WHAT THE EXERCISE ASKS — Nothing should appear in the answer except the line containing "white cloud in this photo." and the lines following it through the end of the listing, each given exactly.

INPUT DATA —
****************

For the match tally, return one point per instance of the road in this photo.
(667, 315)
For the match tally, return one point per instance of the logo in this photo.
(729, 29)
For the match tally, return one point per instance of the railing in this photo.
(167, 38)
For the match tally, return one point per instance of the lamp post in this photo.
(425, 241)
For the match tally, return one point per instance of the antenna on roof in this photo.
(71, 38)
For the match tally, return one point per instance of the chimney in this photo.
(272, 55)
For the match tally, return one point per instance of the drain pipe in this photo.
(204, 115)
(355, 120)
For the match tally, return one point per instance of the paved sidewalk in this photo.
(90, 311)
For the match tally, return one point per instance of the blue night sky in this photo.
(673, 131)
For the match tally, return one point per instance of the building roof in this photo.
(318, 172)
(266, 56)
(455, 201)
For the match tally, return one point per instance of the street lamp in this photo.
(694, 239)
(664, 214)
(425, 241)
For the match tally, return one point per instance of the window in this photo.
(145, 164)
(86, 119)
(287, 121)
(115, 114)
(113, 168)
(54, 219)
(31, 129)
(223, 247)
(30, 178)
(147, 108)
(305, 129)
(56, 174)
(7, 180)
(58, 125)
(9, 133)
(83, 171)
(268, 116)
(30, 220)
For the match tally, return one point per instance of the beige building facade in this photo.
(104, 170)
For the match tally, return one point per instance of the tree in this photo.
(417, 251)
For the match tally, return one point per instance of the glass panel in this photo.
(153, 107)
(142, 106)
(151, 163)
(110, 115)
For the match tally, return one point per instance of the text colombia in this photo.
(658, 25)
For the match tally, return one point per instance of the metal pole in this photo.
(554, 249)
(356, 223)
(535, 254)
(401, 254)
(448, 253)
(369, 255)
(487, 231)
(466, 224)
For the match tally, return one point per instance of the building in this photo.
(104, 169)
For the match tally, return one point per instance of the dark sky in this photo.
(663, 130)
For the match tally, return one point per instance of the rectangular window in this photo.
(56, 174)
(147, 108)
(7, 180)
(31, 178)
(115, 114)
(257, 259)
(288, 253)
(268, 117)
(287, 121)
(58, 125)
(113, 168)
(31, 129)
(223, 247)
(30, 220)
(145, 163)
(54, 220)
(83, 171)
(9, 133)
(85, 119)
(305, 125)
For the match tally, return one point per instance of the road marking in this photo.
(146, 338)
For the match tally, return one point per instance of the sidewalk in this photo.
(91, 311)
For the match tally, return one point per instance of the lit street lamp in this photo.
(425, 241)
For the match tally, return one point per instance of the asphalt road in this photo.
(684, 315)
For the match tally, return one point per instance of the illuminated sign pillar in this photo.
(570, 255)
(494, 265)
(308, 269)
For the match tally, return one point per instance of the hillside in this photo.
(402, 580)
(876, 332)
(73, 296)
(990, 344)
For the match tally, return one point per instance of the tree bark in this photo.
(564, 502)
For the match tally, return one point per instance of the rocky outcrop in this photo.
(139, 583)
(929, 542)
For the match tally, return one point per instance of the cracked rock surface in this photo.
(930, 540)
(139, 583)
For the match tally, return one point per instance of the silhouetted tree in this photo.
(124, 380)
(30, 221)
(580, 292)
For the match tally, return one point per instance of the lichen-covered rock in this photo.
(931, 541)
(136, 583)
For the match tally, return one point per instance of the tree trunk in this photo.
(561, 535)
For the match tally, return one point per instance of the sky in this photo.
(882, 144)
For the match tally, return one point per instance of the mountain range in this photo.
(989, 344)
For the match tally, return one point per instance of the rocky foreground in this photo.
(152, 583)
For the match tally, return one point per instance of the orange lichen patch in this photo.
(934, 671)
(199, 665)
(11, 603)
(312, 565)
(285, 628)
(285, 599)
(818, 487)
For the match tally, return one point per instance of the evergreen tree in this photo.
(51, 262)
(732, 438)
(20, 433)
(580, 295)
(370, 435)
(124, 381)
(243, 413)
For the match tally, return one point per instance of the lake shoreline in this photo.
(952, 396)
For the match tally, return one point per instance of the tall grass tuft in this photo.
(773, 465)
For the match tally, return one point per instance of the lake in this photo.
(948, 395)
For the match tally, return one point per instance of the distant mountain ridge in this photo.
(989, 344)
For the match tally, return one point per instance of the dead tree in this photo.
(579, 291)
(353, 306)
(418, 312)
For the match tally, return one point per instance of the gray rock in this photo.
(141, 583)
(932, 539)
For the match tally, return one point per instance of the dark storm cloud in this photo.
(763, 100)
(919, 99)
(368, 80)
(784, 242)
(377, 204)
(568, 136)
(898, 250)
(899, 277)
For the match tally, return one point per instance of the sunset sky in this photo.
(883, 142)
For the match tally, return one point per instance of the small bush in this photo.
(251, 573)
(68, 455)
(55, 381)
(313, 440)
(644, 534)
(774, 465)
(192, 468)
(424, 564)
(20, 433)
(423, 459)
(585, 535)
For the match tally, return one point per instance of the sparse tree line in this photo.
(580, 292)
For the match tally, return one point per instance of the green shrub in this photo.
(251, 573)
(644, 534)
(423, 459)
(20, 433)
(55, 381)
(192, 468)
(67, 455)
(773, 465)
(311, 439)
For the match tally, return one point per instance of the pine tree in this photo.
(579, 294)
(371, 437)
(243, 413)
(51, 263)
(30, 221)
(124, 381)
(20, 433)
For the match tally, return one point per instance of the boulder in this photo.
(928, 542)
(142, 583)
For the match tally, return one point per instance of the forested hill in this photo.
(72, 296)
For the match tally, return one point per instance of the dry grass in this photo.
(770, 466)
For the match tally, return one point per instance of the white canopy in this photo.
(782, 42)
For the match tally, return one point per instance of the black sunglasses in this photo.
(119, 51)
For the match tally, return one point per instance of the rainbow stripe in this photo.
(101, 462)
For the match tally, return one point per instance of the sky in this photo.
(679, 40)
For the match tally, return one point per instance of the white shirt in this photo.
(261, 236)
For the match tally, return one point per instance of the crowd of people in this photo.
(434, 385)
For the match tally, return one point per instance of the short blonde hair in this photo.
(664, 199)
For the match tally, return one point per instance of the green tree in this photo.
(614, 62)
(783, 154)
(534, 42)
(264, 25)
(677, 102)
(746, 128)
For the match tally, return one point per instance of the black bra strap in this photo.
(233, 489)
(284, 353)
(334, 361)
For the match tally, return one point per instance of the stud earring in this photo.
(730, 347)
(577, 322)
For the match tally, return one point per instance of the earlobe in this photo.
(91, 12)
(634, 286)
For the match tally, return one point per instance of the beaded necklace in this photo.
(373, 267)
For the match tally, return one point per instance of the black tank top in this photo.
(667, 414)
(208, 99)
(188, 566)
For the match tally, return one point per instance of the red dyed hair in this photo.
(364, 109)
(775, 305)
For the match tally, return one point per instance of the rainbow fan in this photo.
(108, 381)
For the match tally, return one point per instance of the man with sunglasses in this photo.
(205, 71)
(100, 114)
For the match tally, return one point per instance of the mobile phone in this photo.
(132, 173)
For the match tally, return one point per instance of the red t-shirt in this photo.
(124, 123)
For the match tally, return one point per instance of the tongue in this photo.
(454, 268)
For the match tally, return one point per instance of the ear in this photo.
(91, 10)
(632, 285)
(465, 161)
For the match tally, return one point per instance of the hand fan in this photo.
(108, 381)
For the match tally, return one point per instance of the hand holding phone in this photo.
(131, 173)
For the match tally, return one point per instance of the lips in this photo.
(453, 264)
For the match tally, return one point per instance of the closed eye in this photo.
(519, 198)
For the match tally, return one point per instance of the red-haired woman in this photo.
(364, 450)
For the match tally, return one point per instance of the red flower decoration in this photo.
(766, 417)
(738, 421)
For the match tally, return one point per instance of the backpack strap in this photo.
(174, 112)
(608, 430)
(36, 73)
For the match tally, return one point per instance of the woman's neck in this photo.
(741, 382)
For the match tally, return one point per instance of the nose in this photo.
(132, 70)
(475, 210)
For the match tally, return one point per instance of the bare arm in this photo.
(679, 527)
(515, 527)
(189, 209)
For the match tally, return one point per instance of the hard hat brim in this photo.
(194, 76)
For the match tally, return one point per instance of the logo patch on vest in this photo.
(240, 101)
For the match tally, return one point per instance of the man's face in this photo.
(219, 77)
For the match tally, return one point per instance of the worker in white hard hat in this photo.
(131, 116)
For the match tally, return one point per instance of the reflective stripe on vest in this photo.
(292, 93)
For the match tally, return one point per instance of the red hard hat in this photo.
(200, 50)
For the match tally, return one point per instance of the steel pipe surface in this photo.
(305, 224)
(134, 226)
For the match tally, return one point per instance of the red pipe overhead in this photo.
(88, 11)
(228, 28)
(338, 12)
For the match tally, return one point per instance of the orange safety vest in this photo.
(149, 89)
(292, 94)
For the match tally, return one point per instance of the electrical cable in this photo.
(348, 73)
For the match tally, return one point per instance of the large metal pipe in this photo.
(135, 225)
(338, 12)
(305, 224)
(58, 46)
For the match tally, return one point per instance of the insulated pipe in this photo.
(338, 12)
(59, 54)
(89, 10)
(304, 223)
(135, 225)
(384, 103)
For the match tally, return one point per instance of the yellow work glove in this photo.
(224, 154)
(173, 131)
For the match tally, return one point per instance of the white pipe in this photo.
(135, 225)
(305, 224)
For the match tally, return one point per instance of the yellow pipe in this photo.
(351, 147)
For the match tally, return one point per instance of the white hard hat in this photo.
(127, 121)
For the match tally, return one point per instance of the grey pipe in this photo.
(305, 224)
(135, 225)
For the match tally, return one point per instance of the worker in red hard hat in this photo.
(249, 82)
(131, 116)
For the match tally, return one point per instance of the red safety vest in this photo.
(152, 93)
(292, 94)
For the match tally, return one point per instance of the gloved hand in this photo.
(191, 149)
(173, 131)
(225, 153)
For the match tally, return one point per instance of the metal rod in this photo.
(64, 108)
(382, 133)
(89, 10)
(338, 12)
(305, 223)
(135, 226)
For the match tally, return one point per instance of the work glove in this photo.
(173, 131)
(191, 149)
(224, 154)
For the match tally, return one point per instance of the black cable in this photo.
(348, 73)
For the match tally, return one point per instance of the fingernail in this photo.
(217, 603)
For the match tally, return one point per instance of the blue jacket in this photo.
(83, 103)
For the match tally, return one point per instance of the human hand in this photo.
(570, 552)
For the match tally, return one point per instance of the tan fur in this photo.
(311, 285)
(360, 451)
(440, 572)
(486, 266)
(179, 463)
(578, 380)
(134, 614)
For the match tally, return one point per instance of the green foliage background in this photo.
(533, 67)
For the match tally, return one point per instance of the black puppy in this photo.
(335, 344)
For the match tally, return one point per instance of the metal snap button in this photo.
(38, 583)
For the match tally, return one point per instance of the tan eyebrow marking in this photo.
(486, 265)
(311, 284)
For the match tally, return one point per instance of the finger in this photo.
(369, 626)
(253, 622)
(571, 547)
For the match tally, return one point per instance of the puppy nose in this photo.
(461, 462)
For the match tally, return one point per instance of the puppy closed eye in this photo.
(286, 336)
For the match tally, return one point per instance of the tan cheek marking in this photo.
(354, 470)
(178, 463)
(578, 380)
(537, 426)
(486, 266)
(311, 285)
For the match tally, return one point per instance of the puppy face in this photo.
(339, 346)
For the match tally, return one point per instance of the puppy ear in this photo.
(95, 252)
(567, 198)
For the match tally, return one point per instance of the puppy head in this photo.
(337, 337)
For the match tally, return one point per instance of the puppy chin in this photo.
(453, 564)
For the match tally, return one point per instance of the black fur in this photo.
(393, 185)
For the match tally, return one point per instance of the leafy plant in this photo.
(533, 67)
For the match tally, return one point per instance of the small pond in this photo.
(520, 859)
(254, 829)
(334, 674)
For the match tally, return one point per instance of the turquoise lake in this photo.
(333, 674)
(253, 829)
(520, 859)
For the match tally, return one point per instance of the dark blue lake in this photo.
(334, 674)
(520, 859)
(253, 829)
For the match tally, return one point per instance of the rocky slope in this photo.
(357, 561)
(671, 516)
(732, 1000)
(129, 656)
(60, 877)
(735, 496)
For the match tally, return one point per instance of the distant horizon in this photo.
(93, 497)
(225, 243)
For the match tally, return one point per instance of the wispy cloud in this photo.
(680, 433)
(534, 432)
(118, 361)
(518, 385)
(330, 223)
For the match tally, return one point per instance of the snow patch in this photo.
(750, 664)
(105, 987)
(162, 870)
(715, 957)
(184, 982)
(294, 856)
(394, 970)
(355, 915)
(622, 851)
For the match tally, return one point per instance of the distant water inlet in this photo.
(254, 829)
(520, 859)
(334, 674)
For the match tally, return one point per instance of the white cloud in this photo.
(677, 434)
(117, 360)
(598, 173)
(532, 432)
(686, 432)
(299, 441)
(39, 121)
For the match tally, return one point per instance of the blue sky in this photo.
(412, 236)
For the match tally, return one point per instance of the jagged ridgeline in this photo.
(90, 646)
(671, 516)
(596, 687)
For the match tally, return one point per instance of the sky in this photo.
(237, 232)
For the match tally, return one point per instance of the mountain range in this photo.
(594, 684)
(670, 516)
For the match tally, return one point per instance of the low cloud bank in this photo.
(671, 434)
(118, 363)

****************

EXPECTED OUTPUT —
For the match tally, return one point per instance of the white cloud in this photo.
(677, 434)
(117, 360)
(598, 173)
(532, 432)
(686, 432)
(299, 441)
(39, 121)
For the match tally, return one point per instance of the blue sky in this photo.
(412, 236)
For the match tally, return one point per instance of the jagged ridgeline in this photo.
(90, 646)
(671, 516)
(596, 687)
For the match tally, return one point per instance of the sky in this photo.
(237, 232)
For the match tally, return one point per instance of the mountain range in this photo.
(594, 684)
(670, 516)
For the match tally, return one point per instance of the low cloud bank in this photo.
(671, 434)
(118, 363)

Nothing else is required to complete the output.